EXERCISE PROMPT: Copy these lines word for word, leaving nothing out and changing nothing.

···

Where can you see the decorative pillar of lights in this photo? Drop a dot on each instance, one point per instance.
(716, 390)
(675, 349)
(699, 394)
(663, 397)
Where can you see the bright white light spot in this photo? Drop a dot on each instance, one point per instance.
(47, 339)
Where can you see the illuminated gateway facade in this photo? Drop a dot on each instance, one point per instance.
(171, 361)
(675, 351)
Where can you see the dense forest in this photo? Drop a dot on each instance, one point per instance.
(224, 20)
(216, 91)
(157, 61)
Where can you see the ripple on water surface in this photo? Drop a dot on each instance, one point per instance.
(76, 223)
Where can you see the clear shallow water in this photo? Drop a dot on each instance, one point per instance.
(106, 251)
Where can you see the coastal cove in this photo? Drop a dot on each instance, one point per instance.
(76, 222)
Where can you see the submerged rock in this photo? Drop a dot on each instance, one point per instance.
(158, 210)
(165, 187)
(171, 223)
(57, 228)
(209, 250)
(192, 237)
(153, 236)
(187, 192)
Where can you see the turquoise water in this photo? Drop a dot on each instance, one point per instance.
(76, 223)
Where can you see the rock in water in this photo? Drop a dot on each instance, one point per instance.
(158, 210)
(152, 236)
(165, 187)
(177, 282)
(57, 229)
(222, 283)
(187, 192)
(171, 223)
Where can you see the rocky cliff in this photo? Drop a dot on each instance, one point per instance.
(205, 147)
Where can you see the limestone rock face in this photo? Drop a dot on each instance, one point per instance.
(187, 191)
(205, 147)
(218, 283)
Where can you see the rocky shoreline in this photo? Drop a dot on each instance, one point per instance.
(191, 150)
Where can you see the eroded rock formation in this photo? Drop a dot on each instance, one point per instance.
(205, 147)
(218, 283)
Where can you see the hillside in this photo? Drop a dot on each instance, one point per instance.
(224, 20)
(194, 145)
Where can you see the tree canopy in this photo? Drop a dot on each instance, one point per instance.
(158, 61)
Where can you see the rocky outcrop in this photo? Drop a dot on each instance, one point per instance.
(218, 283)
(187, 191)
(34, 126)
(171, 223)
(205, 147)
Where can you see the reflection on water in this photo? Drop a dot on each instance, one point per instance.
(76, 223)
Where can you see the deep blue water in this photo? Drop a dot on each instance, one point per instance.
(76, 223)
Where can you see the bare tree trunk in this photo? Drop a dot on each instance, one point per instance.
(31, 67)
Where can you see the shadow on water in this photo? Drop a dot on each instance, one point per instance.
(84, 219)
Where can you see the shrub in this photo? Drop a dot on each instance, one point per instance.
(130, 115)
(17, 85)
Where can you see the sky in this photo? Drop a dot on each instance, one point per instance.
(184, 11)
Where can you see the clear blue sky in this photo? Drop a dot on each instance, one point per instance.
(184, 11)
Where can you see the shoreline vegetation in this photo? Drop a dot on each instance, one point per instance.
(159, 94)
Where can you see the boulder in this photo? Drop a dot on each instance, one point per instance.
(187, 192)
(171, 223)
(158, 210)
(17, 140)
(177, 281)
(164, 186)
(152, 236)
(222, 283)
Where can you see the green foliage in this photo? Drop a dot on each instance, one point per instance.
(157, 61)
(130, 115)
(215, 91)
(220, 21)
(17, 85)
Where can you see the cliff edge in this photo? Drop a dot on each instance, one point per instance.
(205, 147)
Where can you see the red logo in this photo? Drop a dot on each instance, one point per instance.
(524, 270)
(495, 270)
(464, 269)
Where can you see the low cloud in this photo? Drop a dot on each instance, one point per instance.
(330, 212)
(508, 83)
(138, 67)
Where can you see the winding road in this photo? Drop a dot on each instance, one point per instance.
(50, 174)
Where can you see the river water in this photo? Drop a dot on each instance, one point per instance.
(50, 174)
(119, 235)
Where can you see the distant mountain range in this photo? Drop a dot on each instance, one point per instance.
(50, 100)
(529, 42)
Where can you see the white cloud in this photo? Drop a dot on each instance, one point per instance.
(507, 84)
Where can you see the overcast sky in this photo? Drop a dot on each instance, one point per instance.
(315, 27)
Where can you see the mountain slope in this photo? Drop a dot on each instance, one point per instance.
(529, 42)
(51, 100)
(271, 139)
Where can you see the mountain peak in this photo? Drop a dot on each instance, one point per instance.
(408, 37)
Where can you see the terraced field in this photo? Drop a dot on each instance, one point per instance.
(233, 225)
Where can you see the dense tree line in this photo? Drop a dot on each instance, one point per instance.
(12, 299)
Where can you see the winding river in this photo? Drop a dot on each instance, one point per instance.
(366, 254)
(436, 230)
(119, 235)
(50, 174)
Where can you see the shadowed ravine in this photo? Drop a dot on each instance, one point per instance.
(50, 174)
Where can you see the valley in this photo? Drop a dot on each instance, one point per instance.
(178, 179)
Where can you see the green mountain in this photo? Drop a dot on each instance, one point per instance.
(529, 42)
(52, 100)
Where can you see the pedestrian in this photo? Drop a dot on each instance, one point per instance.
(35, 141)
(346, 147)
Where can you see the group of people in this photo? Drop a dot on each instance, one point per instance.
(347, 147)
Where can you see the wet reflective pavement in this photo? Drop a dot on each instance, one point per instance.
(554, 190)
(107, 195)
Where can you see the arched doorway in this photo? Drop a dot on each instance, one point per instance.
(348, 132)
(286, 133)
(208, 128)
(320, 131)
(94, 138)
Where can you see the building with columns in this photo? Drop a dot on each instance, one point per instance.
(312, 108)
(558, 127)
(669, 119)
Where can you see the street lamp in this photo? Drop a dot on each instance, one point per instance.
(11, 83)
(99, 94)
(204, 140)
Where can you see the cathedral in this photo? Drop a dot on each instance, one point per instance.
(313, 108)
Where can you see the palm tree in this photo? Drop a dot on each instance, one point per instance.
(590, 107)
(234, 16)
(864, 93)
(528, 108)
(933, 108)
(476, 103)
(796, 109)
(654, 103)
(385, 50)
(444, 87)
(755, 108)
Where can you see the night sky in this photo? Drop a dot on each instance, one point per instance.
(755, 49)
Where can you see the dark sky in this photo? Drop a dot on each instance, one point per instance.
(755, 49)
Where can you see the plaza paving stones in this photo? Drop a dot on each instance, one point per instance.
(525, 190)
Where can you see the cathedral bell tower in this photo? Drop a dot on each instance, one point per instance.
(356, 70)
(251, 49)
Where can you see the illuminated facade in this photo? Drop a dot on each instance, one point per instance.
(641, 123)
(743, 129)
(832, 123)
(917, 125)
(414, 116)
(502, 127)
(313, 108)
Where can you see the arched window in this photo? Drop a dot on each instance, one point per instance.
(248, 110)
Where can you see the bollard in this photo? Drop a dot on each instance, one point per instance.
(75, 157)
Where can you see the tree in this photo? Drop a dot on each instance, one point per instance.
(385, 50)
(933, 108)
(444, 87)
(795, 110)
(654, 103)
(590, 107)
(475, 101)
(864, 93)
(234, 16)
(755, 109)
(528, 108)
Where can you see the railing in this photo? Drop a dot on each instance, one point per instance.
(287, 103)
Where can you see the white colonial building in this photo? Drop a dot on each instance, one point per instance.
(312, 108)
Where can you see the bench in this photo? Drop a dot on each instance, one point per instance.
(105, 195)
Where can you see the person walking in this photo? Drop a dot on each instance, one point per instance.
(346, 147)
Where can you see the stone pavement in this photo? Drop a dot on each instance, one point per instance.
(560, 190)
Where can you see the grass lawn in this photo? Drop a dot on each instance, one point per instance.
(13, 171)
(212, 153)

···

WORKED SOLUTION:
Where can you see the decorative pillar of lights in this photo? Drop a dot on each instance, one point per instance.
(716, 390)
(675, 349)
(699, 394)
(663, 397)
Where can you see the bright white light spot in this photo? Drop a dot on each instance, one point per instance.
(47, 339)
Where can you see the illuminated gateway facade in this photo? Drop a dot on each instance, one point per instance.
(171, 361)
(675, 351)
Where can you see the dense forest in this photo? Drop a dot on each instance, one point per instance.
(224, 20)
(216, 91)
(157, 61)
Where can you see the ripple on water surface in this photo? Drop a dot on each instance, one point per instance.
(76, 223)
Where can you see the clear shallow water in this photo? Drop a dot on each instance, one point per instance.
(106, 251)
Where can you see the coastal cove in this photo? Drop a dot on each instance, one point per instance.
(76, 222)
Where can you see the submerged rock in this photo? Drop a dot on each instance, one point per instance.
(158, 210)
(165, 187)
(171, 223)
(57, 228)
(209, 250)
(192, 237)
(153, 236)
(187, 192)
Where can you see the turquoise water in this photo? Drop a dot on each instance, one point per instance.
(76, 223)
Where can you see the rock in water in this photo? Drop a dot on each instance, one point per instance.
(158, 210)
(152, 236)
(165, 187)
(177, 282)
(57, 229)
(222, 283)
(187, 192)
(171, 223)
Where can you see the rocky cliff in this photo? Drop a dot on each instance, one point per instance.
(205, 147)
Where can you see the limestone rock face in this photo? Drop a dot on each instance, one point per instance.
(187, 191)
(205, 147)
(218, 283)
Where can you see the rocky shoreline in this photo? Drop a dot on each instance, one point per instance.
(191, 150)
Where can you see the eroded rock formation in this photo? Drop a dot on each instance, one point per instance.
(205, 147)
(218, 283)
Where can you see the hillside in this photo? Drop a dot on each instance, one point per instance.
(224, 20)
(194, 145)
Where can you see the tree canopy in this photo? Drop a dot on each instance, one point per instance.
(158, 61)
Where can you see the rocky outcrop in this photo? Drop a dot on each instance, one point per instance.
(218, 283)
(187, 191)
(34, 126)
(171, 223)
(205, 147)
Where can you see the reflection on water in this photo? Drop a dot on each instance, one point per instance.
(76, 223)
Where can you see the deep blue water in this photo? Drop a dot on each instance, one point per instance.
(76, 223)
Where can you see the bare tree trunk in this photo? Drop a dot on each instance, one point per instance.
(31, 67)
Where can you see the shadow on water in this photo? Drop a dot on each instance, one point per instance.
(84, 219)
Where can you see the shrub in this photo? Drop a dot on each instance, one point per instance.
(130, 115)
(17, 85)
Where can you see the sky in this photo? Drop a dot on each instance, one point per instance.
(184, 11)
Where can you see the clear blue sky in this photo? Drop a dot on each instance, one point per instance.
(184, 11)
Where can you see the shoreline vegetation in this photo? Drop a dot on each instance, one point per instance.
(159, 94)
Where can you see the boulder in this photo? Drop a dot on each instance, one point per instance.
(187, 192)
(171, 223)
(158, 210)
(17, 140)
(177, 281)
(164, 186)
(152, 236)
(222, 283)
Where can you see the green foliage in this photo? Drop a dot on each instance, one point per instance.
(157, 61)
(130, 115)
(215, 91)
(220, 21)
(17, 85)
Where can you see the cliff edge in this photo? Drop a dot on each instance, one point per instance.
(205, 147)
Where can you see the red logo in this photo? Drop a dot on each instance, one point per instance.
(524, 270)
(495, 270)
(464, 269)
Where can you see the low cloud in this photo? Drop a dot on each instance, one point per instance.
(330, 212)
(508, 83)
(138, 67)
Where can you see the winding road in this photo? Drop a dot on each instance, one point per instance.
(50, 174)
Where can you see the river water in this photo? Drop a dot on each instance, one point per instance.
(50, 174)
(119, 235)
Where can you see the distant mountain range in this photo? Drop a dot on each instance, one point per instance.
(50, 100)
(529, 42)
Where can you see the white cloud in this photo? Drop a dot on each instance, one point per instance.
(507, 84)
Where can you see the overcast sky in this photo? Drop a dot on each instance, one point per instance.
(315, 27)
Where can you see the mountain slope in this photo? Drop a dot on each instance, one point per instance.
(529, 42)
(51, 100)
(271, 139)
Where can you see the mountain peak in this photo? Drop a dot on each instance, one point per instance.
(408, 37)
Where can you see the terraced field in this photo? Drop a dot on each instance, one point per instance.
(233, 225)
Where can you see the dense tree line in this photo? Drop a dot on each instance, one point per instance.
(12, 299)
Where can you see the winding river in this photo? Drop a dot on each instance, one point per instance.
(366, 254)
(436, 230)
(119, 235)
(50, 174)
Where can you see the shadowed ravine in this photo? Drop a dot on each instance, one point per instance.
(50, 174)
Where can you see the valley in this photo? Drop a dot on each instance, one point per instance.
(178, 179)
Where can you see the green mountain in this photo? Drop a dot on each instance, one point per instance.
(529, 42)
(52, 100)
Where can you see the pedestrian in this photo? Drop a dot on each instance, one point per instance.
(35, 141)
(346, 147)
Where can you see the group of people in this photo? Drop a dot on each instance, one point per instance.
(347, 147)
Where can you see the wet reflective pavement in this photo? Drop a dot on each instance, one point per instance.
(554, 190)
(107, 195)
Where can you see the arched doorway in this photo? Drop a dot on each instance, one point per instance.
(348, 132)
(286, 133)
(208, 128)
(320, 131)
(94, 138)
Where can you see the building with columns in this photo? Drop a dot on each instance, one point per instance.
(312, 108)
(558, 127)
(669, 119)
Where can you see the street lamp in this photo? Drop a dot on each instance, one point per instance.
(11, 83)
(99, 94)
(204, 140)
Where can you see the cathedral in this photo? Drop a dot on each instance, one point per instance.
(313, 108)
Where can you see the palm tree in this photo? Drop a dot on each instance, one point per instance.
(590, 107)
(234, 16)
(864, 93)
(528, 108)
(933, 108)
(476, 103)
(796, 109)
(654, 103)
(385, 50)
(444, 87)
(755, 108)
Where can you see the night sky in this photo? Drop a dot on each instance, one point per instance.
(755, 49)
Where can you see the dark sky in this photo? Drop a dot on each instance, one point per instance.
(755, 49)
Where can you see the plaza paving stones in this photo? Drop a dot on each instance, one point per instance.
(525, 190)
Where can you see the cathedral bell tower in this photo? Drop a dot on each instance, one point per instance.
(356, 70)
(251, 49)
Where can you see the illuminated facade in this photo? Drop a dot on each instance, one point per instance.
(641, 123)
(743, 129)
(832, 123)
(917, 125)
(414, 116)
(502, 127)
(313, 108)
Where can you see the arched window in this photo? Drop a dot on each instance, one point per instance.
(248, 110)
Where can you see the bollard in this photo? Drop a dot on each instance, one point per instance.
(75, 157)
Where can you see the tree in this photo? Drop a dot on each instance, one point per instance.
(385, 50)
(933, 108)
(444, 87)
(795, 110)
(654, 103)
(590, 107)
(475, 101)
(864, 93)
(234, 16)
(755, 109)
(528, 108)
Where can you see the railing in this photo? Drop a dot on each instance, one point per instance.
(287, 103)
Where can you see the white colonial building in this photo? Drop a dot on each instance, one point per instance.
(312, 108)
Where can you see the bench in this photo? Drop a dot on each instance, one point per instance.
(105, 195)
Where can you see the person walking in this photo? Drop a dot on each instance, one point per instance.
(346, 147)
Where can you see the stone pavement in this photo? Drop a dot on each instance, one point per instance.
(560, 190)
Where can you see the grass lawn in this photo? Drop a dot on each instance, one point per instance.
(13, 171)
(212, 153)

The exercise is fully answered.